Start of Quoted passage

Poor people stand to gain substantial health benefits from the arrival of autonomous vehicles. But a new study finds they’re least likely to afford the rides.

Affordability concerns surrounding self-driving technology mean low-income citizens will largely miss out on improved access to transportation and the chance to buy cars equipped with systems that prevent collisions.

The study, published this month by the American Journal of Public Health, deflates some longstanding optimism from industry executives and government leaders who have touted autonomous vehicles as a means for improving the health of U.S. residents.

Self-driving vehicles have been expected to add those benefits, at least in part, by providing more efficient links between poor people and their medical appointments. More than 3.6 million patients miss or delay non-emergency treatment each year in the U.S. because of a lack of transportation, according to the report.

“Even with universal health care, poor people are disproportionately less likely to access health care, because they can’t get there,” Ashley Nunes, one of the study’s authors, told Automotive News. “There’s been hope that this technology can be used to narrow the gap in health disparity. We find it can’t.”

Using San Francisco as a model, researchers compared the costs of a robotaxi ride with those of owning a conventional older vehicle in the city. Examining costs of vehicle financing, licensing, insurance, maintenance, fuel and more, they found that a self-driving taxi would cost $1.58 per mile in a best-case scenario. Costs associated with traditional ownership of an older vehicle were three times less, at 52 cents per mile.

Achieving cost competitiveness would require “the complete forfeiture of profit expectations” by commercial fleet operators, according to the report, titled “The Price Isn’t Right: Autonomous Vehicles, Public Health and Social Justice.”

Whether government officials might reduce that disparity by eliminating licensing costs or subsidizing AV rides remains an intriguing proposition.

Automated vehicles are viewed as a means to reduce the number of missed medical appointments. In Columbus, Ohio, for example, officials launched a one-year pilot project in February that uses 12-seat self-driving shuttles to ferry residents of the Linden neighborhood to medical appointments, a recreation center, transit center, grocery store and child-care options.

Columbus secured funding for the project as part of a $40 million grant from the U.S. Department of Transportation, which named the Ohio capital winner of its Smart City Challenge in 2016. Using shuttles to address high rates of infant deaths in Linden was a key component of the city’s proposal.

In practice, the project has been a reality check on the promise and potential of AVs. Technology limitations forced the city to redraw the planned routes for the two shuttles. Weeks after the pilot began in February, NHTSA ordered a temporary halt to the project after a rider slipped on the floor during a sudden stop.

Now comes further understanding of the broad costs associated with operating self-driving taxis.

“The real promise of AVs is safe, affordable mobility on demand,” said Nunes, a researcher who holds appointments at Harvard and MIT. “That’s the true promise. But is it safe? Safe for whom? Affordable for whom? That was the goal of this particular study. If we give poor people this shuttle, will it be OK? What’s equitable about pooling their rides? Nobody wants to pool a ride, let’s be upfront about that.”

He said transportation decisions poor people face are fraught with health implications. If they forgo robotaxi rides to health appointments in favor of conventional car ownership, that, too, carries a safety cost.

Poor people are less likely to afford cars equipped with safety systems that either mitigate or prevent collisions. Those crashes already drain $18 billion annually from public coffers, according to the study, roughly $156 for every household. Subsidizing AV transit for the poor may reduce those costs.

“State and federal budgets are already paying for crashes in one form or another,” Nunes said. “So there’s a public-spending case to be made here. It’s ‘do you prefer to pay for those crashes before or after?’ ”

Nunes co-wrote the study along with Kristen Hernandez, former research assistant at MIT and now a policy analyst at Securing America’s Future Energy, and Sam Harper, associate professor at McGill University in Canada.

End of Quoted passage
Start of Extracted material

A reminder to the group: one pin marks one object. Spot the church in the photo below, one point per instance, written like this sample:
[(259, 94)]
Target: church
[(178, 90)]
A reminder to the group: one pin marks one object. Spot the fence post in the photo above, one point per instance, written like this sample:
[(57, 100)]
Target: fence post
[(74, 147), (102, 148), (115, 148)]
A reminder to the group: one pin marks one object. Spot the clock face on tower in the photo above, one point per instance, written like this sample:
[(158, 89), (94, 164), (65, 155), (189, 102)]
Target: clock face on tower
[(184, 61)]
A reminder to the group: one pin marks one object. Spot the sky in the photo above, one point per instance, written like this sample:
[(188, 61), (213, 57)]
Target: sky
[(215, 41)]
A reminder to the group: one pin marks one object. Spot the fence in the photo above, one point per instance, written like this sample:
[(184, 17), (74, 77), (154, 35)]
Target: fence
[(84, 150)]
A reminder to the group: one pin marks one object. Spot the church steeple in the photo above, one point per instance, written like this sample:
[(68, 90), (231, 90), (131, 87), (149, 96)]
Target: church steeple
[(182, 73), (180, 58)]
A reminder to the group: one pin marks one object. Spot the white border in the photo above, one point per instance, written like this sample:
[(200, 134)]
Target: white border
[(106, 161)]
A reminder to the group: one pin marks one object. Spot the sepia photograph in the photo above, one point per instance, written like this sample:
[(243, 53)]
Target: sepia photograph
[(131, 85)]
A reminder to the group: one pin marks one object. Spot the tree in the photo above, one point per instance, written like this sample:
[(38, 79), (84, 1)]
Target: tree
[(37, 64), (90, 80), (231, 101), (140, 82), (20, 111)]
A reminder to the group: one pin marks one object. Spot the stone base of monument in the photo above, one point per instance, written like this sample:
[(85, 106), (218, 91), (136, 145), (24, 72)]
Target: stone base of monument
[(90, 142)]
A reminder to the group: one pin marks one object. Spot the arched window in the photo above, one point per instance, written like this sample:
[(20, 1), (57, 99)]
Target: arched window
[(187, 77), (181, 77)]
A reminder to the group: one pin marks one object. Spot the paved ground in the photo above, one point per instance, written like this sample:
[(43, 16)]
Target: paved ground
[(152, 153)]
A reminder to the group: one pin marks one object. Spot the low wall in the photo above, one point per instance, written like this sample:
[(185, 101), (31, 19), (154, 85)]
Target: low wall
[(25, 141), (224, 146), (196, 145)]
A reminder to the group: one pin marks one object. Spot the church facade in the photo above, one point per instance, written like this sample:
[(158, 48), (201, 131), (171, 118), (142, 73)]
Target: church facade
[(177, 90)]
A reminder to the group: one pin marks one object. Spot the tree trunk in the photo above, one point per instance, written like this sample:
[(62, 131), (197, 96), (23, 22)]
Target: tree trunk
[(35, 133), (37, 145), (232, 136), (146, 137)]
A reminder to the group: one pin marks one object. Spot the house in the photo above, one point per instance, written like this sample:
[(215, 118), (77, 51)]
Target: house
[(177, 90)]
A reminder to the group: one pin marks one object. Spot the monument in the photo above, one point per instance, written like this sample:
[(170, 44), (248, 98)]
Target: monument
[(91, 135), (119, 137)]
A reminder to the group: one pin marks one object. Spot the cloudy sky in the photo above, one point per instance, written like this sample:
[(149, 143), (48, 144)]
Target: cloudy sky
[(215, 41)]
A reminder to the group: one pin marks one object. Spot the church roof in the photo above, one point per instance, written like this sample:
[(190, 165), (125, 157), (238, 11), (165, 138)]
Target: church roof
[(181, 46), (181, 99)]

End of Extracted material

▶ _Your assignment_
Decide whether each statement agrees with the article on self-driving vehicles and public health, and answer yes or no with the deciding words of the article quoted exactly. (a) The study put the best-case cost of a self-driving taxi at $1.58 per mile. (b) The Columbus pilot project uses 20-seat self-driving shuttles. (c) According to the study, crashes cost public coffers about $156 per household each year.

▶ _Reply_
(a) Yes: "they found that a self-driving taxi would cost $1.58 per mile in a best-case scenario."
(b) No: "officials launched a one-year pilot project in February that uses 12-seat self-driving shuttles"
(c) Yes: "Those crashes already drain $18 billion annually from public coffers, according to the study, roughly $156 for every household."